| STORED RECORDS |
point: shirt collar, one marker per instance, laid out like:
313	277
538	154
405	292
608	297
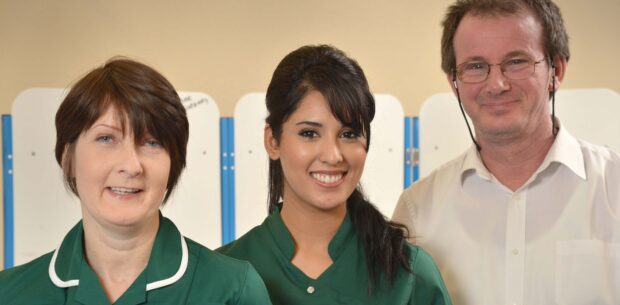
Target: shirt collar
564	150
284	239
167	262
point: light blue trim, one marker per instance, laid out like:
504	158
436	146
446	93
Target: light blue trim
7	178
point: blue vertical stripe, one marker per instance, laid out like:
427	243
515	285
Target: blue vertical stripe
408	146
230	236
7	175
227	144
416	147
224	177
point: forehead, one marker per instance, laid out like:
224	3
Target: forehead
494	37
313	107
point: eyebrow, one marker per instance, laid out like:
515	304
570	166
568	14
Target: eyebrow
505	57
311	123
106	126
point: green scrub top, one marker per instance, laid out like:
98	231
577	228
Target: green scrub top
270	248
179	271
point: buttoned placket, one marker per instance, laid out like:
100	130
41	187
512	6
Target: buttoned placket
515	248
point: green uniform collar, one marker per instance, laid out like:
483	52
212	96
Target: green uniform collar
167	264
285	242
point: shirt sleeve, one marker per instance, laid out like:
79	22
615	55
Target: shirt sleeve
403	216
429	288
253	291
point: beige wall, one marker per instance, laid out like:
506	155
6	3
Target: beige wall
229	48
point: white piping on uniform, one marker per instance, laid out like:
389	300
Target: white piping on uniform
176	276
54	277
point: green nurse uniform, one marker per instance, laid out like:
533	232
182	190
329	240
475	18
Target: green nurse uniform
269	247
179	271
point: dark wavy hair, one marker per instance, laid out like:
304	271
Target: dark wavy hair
555	38
343	84
138	94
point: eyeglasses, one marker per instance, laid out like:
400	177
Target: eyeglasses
478	71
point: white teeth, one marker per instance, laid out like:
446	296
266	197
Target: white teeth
327	178
124	190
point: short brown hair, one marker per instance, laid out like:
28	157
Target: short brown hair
555	38
139	94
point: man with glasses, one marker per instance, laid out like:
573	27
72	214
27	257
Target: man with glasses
529	214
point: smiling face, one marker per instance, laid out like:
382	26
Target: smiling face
322	160
120	183
502	108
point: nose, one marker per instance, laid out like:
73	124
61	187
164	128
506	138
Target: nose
496	81
330	152
129	161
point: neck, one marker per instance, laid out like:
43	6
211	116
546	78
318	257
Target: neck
119	255
514	160
311	226
312	231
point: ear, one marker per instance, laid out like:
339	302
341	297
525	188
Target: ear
560	64
452	80
63	159
271	144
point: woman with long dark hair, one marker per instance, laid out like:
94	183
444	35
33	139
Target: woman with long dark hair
323	242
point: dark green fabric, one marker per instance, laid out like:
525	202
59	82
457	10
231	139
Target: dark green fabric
269	247
210	278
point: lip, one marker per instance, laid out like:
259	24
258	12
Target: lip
124	192
326	176
499	105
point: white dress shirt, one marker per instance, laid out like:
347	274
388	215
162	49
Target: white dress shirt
555	240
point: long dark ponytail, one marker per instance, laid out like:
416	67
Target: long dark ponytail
343	83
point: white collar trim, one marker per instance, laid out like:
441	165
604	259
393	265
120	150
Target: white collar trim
176	276
158	284
54	277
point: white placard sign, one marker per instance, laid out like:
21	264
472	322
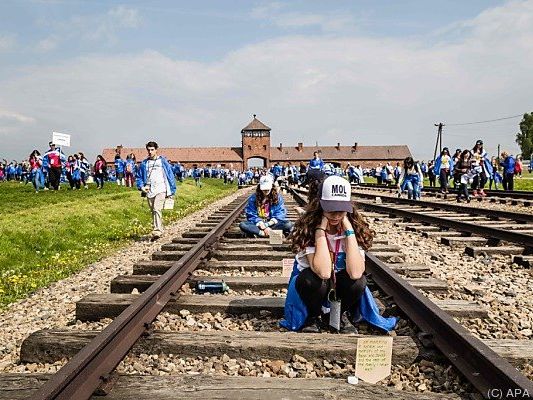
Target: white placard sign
61	139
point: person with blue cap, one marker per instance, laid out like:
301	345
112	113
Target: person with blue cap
265	211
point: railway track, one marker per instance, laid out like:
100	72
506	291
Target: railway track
479	230
215	250
516	197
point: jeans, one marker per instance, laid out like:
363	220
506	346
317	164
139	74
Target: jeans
251	230
508	181
413	190
314	290
55	176
38	179
99	179
443	179
156	204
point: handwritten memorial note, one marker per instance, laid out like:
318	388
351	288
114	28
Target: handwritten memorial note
287	264
276	237
373	359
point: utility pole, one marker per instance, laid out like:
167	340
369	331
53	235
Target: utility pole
438	143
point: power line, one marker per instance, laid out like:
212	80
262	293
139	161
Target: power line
483	122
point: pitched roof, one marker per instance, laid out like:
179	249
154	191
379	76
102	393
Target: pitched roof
341	153
185	154
255	125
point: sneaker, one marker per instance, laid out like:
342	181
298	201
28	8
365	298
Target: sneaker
347	327
312	326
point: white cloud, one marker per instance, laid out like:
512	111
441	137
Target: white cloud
7	42
125	17
48	44
7	116
104	28
327	89
330	22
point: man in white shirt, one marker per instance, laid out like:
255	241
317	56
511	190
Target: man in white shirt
156	180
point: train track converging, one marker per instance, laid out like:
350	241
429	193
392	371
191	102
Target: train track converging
162	290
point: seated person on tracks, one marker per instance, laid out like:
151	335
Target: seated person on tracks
329	240
265	211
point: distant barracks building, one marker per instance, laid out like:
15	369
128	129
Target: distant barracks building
256	150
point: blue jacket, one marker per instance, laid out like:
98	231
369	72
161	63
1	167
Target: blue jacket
316	164
119	165
277	211
296	311
142	175
436	169
508	165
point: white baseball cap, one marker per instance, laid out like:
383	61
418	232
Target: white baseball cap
335	194
265	182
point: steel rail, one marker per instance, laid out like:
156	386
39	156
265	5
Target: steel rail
89	368
480	365
518	194
500	234
521	217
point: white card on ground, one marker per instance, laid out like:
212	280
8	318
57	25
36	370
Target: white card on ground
276	237
373	358
287	265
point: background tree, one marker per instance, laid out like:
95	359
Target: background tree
524	138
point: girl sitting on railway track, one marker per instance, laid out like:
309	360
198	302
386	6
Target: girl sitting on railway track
411	179
483	168
443	166
329	265
464	174
265	211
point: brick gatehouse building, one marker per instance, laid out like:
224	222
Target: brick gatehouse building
256	150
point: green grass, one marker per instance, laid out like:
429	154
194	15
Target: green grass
524	183
47	236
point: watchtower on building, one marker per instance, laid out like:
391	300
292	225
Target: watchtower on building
256	144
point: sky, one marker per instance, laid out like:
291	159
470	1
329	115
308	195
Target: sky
189	74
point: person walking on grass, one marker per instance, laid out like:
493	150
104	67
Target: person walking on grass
130	169
37	177
54	159
155	179
84	169
100	170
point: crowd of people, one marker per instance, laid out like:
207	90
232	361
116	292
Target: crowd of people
467	170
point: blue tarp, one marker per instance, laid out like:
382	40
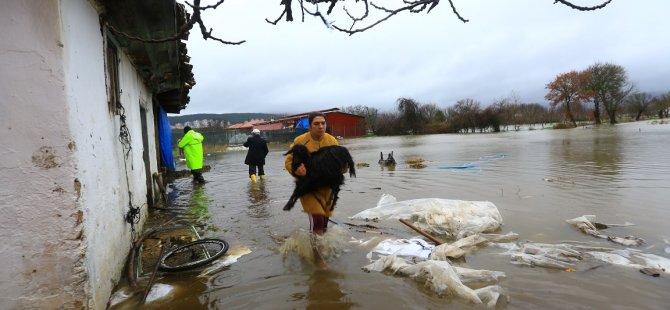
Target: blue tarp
165	139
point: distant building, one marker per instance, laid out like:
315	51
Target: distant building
340	124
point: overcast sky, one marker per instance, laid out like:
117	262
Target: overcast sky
508	47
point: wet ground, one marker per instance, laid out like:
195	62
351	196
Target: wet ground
537	179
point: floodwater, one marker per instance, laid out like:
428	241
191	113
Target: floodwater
537	179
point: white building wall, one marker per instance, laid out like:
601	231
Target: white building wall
40	220
110	175
63	190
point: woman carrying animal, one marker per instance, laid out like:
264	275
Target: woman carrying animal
315	204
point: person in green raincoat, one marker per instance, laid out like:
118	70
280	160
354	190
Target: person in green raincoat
192	145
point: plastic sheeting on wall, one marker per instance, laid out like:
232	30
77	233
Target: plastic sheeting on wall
165	139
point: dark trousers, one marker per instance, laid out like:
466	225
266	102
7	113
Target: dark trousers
252	169
197	176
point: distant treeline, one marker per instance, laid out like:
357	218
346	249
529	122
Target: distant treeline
576	96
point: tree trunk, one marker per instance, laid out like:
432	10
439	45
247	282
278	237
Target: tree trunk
596	111
570	116
612	115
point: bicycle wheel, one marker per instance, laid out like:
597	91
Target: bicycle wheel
193	254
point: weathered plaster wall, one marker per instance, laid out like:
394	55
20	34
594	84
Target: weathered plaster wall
63	188
109	178
42	252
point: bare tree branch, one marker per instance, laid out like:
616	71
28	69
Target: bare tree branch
195	18
412	6
583	8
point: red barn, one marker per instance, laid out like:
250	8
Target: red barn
338	123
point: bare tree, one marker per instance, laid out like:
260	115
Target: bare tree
369	113
411	119
464	114
662	105
368	15
609	86
569	90
638	103
432	113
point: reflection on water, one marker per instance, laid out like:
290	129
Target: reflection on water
618	173
325	292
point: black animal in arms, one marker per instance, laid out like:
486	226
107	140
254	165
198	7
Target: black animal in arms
325	168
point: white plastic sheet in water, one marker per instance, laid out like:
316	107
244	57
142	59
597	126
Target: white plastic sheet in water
444	217
633	258
442	278
403	247
586	224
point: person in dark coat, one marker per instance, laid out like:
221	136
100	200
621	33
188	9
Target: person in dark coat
258	149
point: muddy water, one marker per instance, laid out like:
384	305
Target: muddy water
537	179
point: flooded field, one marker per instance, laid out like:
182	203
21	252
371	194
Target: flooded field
537	180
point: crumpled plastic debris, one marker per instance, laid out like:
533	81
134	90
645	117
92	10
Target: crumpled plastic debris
158	291
442	278
633	258
230	258
586	224
556	256
460	247
403	247
441	217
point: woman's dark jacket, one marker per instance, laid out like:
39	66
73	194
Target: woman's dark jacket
258	148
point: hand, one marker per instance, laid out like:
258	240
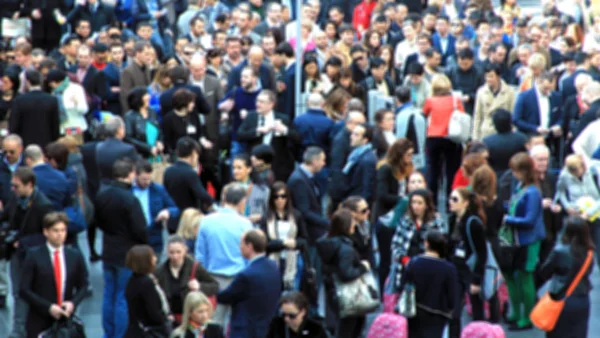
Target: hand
290	243
205	143
68	307
56	311
556	131
163	215
193	285
36	14
547	203
543	131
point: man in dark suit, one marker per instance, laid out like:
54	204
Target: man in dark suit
180	79
94	11
538	110
255	60
360	168
264	126
55	278
24	214
34	115
51	182
121	218
254	293
136	73
181	179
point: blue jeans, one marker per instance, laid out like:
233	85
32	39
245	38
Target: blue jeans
114	304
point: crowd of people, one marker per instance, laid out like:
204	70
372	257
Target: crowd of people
138	118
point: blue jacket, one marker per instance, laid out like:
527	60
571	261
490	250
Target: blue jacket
254	296
526	114
314	128
450	48
528	220
54	184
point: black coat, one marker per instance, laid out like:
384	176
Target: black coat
308	328
135	131
108	152
144	305
120	216
28	222
35	118
38	287
166	99
183	185
283	162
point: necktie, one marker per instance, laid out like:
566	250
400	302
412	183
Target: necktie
58	277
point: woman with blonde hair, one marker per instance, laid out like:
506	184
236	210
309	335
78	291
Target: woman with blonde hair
189	224
441	151
195	322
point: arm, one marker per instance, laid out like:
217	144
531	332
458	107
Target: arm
532	210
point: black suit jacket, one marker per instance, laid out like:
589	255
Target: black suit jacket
283	162
38	287
34	117
308	201
108	152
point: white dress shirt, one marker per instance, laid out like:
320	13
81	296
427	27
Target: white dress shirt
63	265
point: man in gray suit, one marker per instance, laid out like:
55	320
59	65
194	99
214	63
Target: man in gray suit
213	93
137	73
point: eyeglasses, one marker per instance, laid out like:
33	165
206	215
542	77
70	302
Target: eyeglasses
291	316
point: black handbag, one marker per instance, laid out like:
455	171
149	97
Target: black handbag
65	328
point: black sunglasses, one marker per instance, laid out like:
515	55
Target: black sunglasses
291	316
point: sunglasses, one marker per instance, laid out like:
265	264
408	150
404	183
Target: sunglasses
291	316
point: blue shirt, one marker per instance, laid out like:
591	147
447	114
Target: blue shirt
218	242
143	195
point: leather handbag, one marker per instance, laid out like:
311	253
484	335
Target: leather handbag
358	297
546	312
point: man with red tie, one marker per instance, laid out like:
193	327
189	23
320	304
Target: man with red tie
54	279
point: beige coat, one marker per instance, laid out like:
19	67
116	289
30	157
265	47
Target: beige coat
485	105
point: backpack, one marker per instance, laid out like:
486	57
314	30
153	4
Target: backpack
389	325
480	329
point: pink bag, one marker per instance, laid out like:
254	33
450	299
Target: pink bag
389	325
482	330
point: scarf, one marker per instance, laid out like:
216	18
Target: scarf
355	156
58	93
291	256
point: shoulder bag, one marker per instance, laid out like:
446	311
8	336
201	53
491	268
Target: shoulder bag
546	312
459	126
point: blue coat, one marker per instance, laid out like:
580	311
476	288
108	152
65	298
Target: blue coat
528	220
54	184
450	48
526	114
254	297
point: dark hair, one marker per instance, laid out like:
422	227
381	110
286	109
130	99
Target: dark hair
55	217
122	168
139	259
58	152
341	223
437	242
182	98
577	234
135	98
430	207
186	146
296	298
25	175
523	163
257	239
403	94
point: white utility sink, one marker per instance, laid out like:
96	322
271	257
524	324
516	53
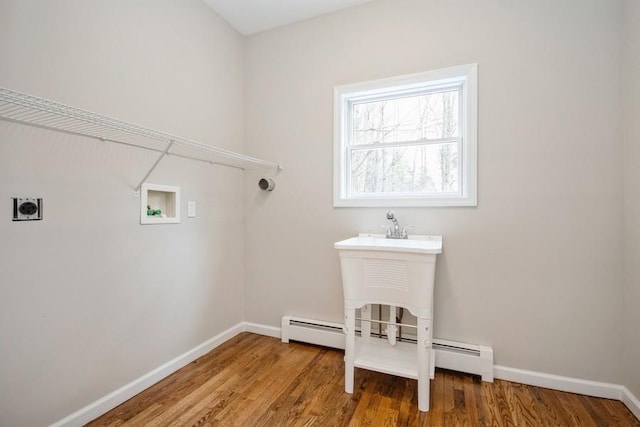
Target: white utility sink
397	273
378	242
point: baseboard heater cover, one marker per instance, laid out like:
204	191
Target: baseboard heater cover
470	358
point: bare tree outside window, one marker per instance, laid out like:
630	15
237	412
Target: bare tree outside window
407	144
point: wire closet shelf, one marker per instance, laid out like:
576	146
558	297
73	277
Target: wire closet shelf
43	113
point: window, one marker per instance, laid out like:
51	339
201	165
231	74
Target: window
407	141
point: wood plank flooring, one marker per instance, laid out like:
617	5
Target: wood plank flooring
252	380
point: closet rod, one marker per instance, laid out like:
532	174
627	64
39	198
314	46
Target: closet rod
39	112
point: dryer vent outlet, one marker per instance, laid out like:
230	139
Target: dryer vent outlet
27	209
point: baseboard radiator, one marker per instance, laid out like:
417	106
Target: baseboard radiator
470	358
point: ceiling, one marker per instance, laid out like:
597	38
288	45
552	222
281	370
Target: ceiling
252	16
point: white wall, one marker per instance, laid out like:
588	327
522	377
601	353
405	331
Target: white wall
536	269
89	298
631	105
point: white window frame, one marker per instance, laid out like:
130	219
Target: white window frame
344	97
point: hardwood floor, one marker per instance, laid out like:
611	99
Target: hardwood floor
252	380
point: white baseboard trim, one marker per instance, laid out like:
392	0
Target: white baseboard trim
124	393
631	401
115	398
557	382
571	385
269	331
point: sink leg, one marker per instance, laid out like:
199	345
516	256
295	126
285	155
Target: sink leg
349	348
424	356
365	323
392	329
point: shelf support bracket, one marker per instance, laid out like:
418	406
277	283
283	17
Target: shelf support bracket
164	153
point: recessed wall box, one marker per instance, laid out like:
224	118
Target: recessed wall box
159	204
27	209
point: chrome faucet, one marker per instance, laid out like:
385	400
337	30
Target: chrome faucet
396	232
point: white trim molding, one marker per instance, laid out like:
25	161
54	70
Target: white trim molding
571	385
127	391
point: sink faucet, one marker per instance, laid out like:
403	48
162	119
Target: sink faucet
396	232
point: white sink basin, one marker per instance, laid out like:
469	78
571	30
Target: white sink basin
378	242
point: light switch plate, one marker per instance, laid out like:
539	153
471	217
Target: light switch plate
191	209
27	209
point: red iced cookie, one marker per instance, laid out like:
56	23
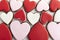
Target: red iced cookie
29	5
4	5
38	32
45	17
54	5
5	33
20	14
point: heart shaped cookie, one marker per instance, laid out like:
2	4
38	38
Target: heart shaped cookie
57	16
6	17
21	15
15	4
4	6
54	30
45	17
20	31
33	18
42	5
5	33
54	5
29	5
38	32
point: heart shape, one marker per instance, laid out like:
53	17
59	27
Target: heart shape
16	5
19	30
35	0
33	18
38	32
45	17
42	5
21	15
54	30
5	33
57	16
54	5
6	17
4	6
29	5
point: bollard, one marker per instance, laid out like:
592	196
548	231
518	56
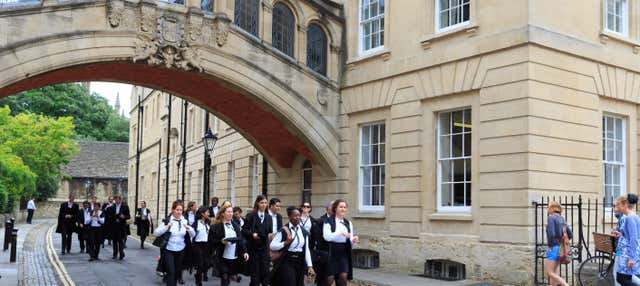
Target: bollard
8	226
14	242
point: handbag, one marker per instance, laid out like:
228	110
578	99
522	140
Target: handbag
163	240
565	255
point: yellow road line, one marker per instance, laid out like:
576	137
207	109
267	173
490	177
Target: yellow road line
55	261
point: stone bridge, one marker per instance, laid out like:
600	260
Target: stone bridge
247	61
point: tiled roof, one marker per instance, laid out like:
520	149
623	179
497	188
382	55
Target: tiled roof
99	160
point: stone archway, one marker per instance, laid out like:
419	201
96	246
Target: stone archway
282	110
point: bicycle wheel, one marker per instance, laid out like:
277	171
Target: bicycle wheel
596	271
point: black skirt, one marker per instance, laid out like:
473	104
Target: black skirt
338	259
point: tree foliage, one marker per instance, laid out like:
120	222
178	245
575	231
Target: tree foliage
92	115
33	148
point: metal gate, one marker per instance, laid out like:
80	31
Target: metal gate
584	216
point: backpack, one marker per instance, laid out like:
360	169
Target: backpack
565	255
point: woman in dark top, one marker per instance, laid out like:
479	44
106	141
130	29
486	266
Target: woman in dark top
143	222
226	238
256	230
555	226
339	233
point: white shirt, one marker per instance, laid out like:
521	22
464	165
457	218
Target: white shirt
191	217
298	244
274	222
202	235
95	222
178	231
229	249
31	205
306	223
337	236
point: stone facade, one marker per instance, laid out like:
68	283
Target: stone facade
537	76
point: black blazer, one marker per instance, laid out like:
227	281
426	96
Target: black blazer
252	225
216	234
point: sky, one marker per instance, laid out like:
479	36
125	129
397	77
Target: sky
111	89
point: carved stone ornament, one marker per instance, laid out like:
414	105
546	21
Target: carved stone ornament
168	47
322	97
115	11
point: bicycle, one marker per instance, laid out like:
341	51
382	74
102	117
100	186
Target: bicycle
598	270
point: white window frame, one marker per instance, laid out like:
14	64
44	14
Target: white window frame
447	28
440	207
624	21
361	23
361	205
622	164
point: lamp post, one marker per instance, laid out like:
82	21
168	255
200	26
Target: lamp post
209	139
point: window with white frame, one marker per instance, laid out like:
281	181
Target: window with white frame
614	157
454	160
254	177
371	24
616	17
372	166
452	13
307	176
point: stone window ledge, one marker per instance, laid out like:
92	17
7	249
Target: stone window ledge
384	54
451	216
605	36
470	29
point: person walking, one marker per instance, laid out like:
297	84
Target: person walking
256	231
31	208
320	247
226	238
295	260
67	223
555	227
94	224
340	234
201	248
143	222
628	236
173	252
117	215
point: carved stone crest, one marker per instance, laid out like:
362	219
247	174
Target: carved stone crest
168	46
115	11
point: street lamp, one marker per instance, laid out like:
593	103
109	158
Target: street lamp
209	139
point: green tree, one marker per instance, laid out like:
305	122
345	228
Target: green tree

| STATED TASK |
Starting at the line that contains "point: stone facade, one", retype each line through the end of the listing above and nothing else.

| PROBLEM SOLUTION |
point: stone facade, one marker per instance, laid out like:
68	283
Target: stone facade
537	76
point: black blazer, one marker per instance, laid out like:
227	281
426	96
Target: black blazer
252	225
216	234
point: sky, one marker per instance, laid out like:
479	36
125	129
397	77
Target: sky
111	89
point: carved stone ornament, one marker per instance, laid out like:
414	105
546	21
Target: carved stone ornament
168	47
322	97
115	11
point: bicycle, one marker per instance, laid out like:
341	51
382	74
102	117
100	186
Target: bicycle
598	270
point: white window frame, one marker per instance, laid out like:
14	64
44	14
Target: white window frame
447	28
440	207
624	21
361	23
361	205
622	164
point: lamp post, one marker per instance, laid out like:
82	21
168	255
200	26
Target: lamp post
209	139
point: window with white frame, one marker per instance, laid out like:
281	181
Target: window with white frame
614	157
454	160
254	177
371	24
616	17
372	166
452	13
307	176
point: stone window ledge, one marker per instance, laid out like:
92	17
7	249
Target: stone window ledge
384	54
451	216
605	36
470	29
point: person walking, one marker per instance, laid out like:
297	84
Target: person walking
256	231
31	208
320	247
226	238
295	260
67	223
555	227
94	224
340	234
201	248
143	222
628	236
173	252
117	215
point: carved stone crest, one marker per instance, laid out like:
362	219
247	174
Target: carved stone crest
168	46
115	11
point: street lamp, one marker per instance, laid out like:
593	103
109	158
Target: street lamp
209	139
point: green tree, one marker per instance, laid out like:
305	122
345	228
Target: green tree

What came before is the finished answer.